→ **INSTRUCTIONS TO FOLLOW**:
Count the lines in the data below that contain the string "over". Reply with the number only.

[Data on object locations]
================
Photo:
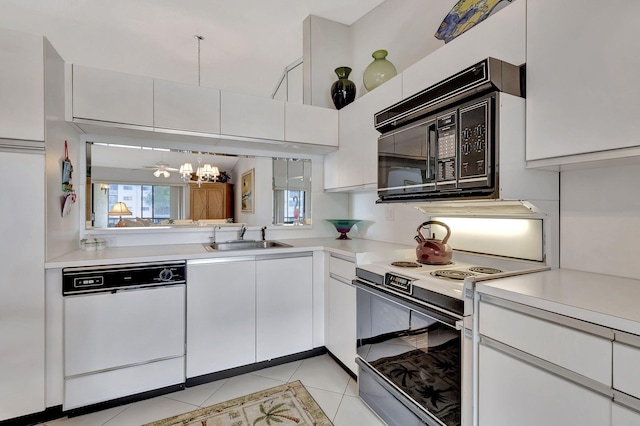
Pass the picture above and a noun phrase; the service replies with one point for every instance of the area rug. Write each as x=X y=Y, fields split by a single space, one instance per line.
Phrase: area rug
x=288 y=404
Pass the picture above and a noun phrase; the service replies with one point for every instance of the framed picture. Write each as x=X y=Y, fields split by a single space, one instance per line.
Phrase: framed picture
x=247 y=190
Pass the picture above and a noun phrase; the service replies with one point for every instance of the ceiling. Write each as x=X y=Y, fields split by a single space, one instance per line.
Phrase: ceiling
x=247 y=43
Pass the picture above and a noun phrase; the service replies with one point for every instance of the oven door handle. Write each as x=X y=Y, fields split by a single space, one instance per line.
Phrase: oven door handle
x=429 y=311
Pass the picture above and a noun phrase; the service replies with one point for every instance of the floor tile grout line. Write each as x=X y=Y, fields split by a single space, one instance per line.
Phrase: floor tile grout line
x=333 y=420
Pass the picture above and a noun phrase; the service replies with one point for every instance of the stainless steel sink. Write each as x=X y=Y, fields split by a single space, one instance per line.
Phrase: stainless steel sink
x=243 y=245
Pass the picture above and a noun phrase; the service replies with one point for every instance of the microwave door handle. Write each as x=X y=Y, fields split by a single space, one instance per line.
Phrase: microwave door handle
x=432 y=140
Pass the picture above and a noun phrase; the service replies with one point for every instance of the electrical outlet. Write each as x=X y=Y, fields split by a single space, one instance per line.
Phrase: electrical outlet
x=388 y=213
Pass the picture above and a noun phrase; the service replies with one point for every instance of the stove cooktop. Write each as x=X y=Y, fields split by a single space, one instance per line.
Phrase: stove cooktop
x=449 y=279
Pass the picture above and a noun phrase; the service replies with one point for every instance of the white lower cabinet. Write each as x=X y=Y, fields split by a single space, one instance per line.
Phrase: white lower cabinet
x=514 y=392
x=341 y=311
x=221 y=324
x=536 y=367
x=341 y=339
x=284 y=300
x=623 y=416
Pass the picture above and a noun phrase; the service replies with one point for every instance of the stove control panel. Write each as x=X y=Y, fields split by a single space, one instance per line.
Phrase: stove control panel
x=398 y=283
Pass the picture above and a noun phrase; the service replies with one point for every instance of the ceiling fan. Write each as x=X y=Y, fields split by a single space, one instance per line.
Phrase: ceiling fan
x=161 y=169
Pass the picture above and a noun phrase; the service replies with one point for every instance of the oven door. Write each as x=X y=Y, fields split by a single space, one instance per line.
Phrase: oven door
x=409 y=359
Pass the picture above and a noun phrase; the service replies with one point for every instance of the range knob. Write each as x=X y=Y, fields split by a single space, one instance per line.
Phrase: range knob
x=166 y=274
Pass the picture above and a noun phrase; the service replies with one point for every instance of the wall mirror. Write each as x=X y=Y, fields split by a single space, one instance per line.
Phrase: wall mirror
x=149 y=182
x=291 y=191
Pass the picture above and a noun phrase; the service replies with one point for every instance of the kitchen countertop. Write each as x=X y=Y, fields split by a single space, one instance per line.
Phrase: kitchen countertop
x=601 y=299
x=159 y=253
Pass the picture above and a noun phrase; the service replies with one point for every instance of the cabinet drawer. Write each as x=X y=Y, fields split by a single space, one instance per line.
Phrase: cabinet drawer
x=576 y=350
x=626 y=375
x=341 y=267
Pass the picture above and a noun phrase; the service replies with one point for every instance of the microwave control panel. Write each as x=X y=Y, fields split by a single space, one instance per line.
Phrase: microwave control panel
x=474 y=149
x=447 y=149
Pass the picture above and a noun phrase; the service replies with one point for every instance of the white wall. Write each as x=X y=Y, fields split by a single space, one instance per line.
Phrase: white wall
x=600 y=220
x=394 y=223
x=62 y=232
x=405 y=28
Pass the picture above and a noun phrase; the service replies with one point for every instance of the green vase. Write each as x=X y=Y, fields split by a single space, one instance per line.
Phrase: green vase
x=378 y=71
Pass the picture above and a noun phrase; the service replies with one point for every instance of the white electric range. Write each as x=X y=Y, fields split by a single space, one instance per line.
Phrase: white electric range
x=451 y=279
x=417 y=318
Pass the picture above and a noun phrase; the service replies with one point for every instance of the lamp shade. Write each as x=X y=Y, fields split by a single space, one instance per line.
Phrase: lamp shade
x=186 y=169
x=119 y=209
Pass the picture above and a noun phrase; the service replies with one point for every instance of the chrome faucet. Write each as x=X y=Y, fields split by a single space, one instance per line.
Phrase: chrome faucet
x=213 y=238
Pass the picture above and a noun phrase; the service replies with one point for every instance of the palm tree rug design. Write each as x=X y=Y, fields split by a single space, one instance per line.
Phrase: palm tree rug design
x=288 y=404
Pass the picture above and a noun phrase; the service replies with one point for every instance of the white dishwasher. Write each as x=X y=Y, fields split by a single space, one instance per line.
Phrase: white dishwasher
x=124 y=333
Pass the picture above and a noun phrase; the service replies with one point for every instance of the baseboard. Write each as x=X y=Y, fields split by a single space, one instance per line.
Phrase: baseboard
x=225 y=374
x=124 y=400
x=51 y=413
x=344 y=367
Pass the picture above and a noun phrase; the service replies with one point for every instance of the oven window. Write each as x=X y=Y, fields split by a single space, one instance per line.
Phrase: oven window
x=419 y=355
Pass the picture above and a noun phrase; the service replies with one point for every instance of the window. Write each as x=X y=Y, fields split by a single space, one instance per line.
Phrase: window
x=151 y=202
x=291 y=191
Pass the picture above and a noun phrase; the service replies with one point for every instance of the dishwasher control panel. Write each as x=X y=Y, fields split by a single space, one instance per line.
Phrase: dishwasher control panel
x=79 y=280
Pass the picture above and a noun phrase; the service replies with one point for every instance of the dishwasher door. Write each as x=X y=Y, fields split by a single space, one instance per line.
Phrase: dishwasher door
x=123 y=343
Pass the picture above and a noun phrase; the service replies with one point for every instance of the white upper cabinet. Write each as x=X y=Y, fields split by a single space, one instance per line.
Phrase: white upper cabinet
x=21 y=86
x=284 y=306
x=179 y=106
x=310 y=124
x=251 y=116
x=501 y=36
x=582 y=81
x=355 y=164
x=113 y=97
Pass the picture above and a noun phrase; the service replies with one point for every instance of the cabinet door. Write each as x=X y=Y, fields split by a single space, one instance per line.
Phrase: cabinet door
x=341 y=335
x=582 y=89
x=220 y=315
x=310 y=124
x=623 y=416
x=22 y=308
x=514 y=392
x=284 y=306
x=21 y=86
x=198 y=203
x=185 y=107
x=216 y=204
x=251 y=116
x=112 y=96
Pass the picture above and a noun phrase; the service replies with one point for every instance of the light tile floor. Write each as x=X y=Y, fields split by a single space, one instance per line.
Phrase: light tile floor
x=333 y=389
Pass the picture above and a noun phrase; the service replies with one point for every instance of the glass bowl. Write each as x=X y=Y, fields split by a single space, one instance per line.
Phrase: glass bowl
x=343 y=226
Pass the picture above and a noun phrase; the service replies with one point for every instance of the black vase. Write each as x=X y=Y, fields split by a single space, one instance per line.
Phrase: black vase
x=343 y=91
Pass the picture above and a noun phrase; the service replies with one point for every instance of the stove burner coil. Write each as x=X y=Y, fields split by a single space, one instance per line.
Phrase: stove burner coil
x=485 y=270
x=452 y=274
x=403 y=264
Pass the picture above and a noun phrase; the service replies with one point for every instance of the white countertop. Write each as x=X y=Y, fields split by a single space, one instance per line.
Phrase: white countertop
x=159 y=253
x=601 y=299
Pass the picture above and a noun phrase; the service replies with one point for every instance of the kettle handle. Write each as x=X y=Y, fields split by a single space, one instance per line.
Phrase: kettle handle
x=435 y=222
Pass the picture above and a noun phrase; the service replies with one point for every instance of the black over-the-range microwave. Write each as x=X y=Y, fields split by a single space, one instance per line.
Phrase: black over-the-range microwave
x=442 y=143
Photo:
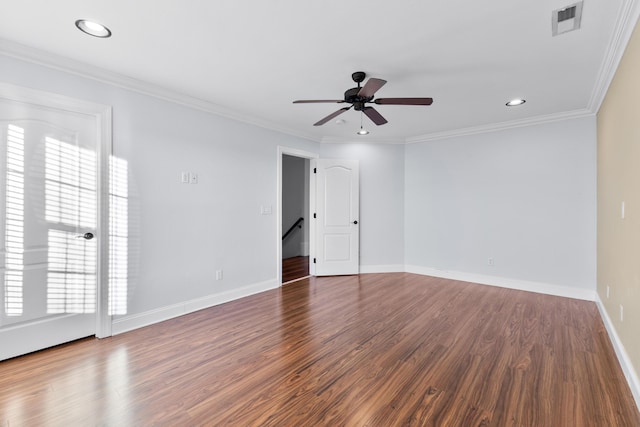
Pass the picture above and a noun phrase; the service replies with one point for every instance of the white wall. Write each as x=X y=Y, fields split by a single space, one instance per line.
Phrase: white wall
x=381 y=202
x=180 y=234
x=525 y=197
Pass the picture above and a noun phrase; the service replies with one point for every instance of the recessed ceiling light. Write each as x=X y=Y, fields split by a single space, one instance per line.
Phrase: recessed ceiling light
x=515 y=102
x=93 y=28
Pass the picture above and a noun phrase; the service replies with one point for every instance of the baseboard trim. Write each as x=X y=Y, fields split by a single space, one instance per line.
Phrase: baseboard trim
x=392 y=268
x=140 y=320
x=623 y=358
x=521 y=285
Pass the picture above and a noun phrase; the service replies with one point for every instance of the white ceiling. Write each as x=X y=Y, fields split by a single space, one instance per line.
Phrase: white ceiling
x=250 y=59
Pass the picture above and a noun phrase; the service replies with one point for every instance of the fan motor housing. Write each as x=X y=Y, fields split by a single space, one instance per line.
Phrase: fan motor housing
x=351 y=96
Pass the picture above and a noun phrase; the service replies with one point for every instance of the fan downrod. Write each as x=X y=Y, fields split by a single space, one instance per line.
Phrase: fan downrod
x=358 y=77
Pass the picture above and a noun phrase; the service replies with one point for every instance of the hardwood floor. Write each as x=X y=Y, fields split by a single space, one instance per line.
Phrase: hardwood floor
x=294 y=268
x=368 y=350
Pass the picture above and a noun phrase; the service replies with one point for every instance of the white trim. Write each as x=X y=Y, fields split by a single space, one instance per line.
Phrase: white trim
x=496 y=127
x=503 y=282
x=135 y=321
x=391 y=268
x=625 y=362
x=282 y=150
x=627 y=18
================
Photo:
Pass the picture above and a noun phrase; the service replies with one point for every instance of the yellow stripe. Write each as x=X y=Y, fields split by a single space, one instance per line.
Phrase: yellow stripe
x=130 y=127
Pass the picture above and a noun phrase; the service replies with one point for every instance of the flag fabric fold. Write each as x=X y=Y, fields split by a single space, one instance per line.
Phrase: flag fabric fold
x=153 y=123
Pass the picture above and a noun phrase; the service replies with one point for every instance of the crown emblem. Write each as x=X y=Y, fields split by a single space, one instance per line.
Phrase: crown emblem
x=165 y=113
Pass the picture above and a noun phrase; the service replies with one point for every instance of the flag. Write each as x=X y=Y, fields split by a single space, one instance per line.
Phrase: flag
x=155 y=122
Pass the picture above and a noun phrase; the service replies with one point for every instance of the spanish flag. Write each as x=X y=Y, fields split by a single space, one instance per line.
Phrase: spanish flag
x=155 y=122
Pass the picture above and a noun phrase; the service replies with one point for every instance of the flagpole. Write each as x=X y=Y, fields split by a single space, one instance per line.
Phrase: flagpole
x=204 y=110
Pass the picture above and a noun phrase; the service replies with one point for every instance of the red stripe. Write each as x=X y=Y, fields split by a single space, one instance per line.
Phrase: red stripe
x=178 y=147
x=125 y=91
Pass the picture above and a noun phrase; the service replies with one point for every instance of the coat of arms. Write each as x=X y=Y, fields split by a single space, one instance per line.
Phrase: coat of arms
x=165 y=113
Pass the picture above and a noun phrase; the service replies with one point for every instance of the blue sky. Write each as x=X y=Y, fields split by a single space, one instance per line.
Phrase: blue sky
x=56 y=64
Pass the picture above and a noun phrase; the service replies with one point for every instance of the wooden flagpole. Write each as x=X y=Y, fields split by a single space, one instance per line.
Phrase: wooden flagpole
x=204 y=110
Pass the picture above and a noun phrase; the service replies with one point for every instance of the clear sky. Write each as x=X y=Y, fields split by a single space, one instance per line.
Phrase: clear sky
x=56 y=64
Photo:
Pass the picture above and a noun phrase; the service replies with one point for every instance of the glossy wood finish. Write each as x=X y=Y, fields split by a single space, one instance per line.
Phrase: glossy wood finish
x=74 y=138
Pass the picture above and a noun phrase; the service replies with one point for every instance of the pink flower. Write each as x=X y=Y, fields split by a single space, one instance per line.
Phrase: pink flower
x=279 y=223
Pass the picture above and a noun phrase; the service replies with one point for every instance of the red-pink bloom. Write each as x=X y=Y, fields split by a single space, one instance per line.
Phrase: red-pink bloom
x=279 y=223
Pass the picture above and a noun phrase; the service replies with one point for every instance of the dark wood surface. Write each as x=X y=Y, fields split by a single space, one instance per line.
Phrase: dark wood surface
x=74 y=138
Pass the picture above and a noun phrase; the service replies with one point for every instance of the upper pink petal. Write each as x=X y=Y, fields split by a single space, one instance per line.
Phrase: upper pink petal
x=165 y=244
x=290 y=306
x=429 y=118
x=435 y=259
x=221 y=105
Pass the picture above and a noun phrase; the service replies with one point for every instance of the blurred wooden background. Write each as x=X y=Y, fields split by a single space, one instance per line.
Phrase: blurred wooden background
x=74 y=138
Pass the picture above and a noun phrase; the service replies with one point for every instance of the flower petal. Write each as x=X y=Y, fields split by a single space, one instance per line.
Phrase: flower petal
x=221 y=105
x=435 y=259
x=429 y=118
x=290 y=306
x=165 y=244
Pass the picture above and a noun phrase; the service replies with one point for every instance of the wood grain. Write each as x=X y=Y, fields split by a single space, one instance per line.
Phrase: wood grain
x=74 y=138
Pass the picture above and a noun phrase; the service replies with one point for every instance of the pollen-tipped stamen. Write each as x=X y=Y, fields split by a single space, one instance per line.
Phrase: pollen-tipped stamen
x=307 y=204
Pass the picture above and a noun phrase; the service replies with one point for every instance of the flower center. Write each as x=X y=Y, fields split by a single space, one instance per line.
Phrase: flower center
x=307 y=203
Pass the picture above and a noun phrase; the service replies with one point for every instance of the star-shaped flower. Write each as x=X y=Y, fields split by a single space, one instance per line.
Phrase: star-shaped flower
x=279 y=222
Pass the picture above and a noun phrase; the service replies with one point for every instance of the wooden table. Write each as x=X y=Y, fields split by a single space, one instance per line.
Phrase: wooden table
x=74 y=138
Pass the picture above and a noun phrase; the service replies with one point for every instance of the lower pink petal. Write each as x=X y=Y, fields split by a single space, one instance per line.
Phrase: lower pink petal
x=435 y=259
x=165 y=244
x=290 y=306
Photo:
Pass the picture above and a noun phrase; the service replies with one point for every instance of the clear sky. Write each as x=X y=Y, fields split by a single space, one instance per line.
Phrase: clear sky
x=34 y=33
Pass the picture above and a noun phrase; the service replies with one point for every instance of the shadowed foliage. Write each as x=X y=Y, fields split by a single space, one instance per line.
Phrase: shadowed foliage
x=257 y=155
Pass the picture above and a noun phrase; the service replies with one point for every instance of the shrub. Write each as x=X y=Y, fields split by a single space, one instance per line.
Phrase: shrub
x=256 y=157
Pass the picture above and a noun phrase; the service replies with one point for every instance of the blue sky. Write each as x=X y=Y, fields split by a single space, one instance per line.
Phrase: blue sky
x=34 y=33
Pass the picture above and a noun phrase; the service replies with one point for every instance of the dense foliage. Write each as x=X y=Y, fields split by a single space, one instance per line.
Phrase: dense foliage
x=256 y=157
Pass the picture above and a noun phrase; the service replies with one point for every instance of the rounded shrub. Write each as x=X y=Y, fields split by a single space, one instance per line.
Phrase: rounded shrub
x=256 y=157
================
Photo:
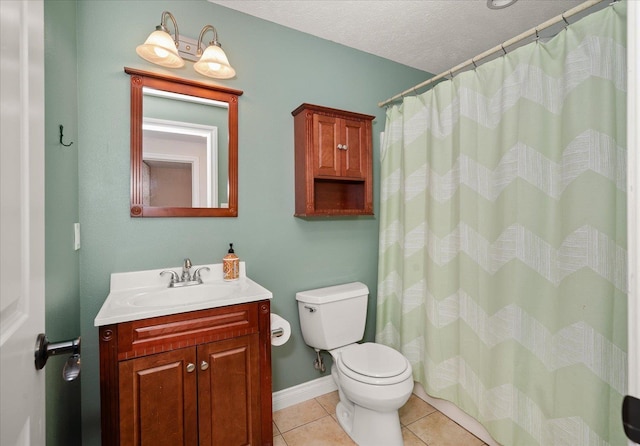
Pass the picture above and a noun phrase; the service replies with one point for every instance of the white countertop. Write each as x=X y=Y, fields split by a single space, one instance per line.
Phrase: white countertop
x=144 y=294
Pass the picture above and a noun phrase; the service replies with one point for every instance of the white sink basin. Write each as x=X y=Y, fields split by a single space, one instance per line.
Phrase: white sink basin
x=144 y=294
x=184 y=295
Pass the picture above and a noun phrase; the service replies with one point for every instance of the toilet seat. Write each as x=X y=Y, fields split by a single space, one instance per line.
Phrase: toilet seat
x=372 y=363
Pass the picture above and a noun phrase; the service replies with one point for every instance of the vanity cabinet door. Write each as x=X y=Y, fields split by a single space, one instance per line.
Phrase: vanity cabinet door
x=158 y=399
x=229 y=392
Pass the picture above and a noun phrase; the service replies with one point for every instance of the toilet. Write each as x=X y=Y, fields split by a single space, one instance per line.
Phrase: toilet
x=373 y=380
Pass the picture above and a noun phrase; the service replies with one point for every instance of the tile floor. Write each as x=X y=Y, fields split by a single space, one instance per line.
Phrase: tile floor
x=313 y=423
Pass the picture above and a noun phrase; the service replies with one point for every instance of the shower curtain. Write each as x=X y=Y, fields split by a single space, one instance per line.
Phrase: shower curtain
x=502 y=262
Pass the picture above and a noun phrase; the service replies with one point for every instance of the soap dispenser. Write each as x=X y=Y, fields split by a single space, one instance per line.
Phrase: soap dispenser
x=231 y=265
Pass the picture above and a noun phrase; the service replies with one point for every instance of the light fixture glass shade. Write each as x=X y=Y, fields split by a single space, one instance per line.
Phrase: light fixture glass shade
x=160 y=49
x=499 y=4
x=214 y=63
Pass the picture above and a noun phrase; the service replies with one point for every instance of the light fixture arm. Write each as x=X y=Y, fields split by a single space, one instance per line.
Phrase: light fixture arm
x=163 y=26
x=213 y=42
================
→ **ANSWER TO THE PROBLEM**:
2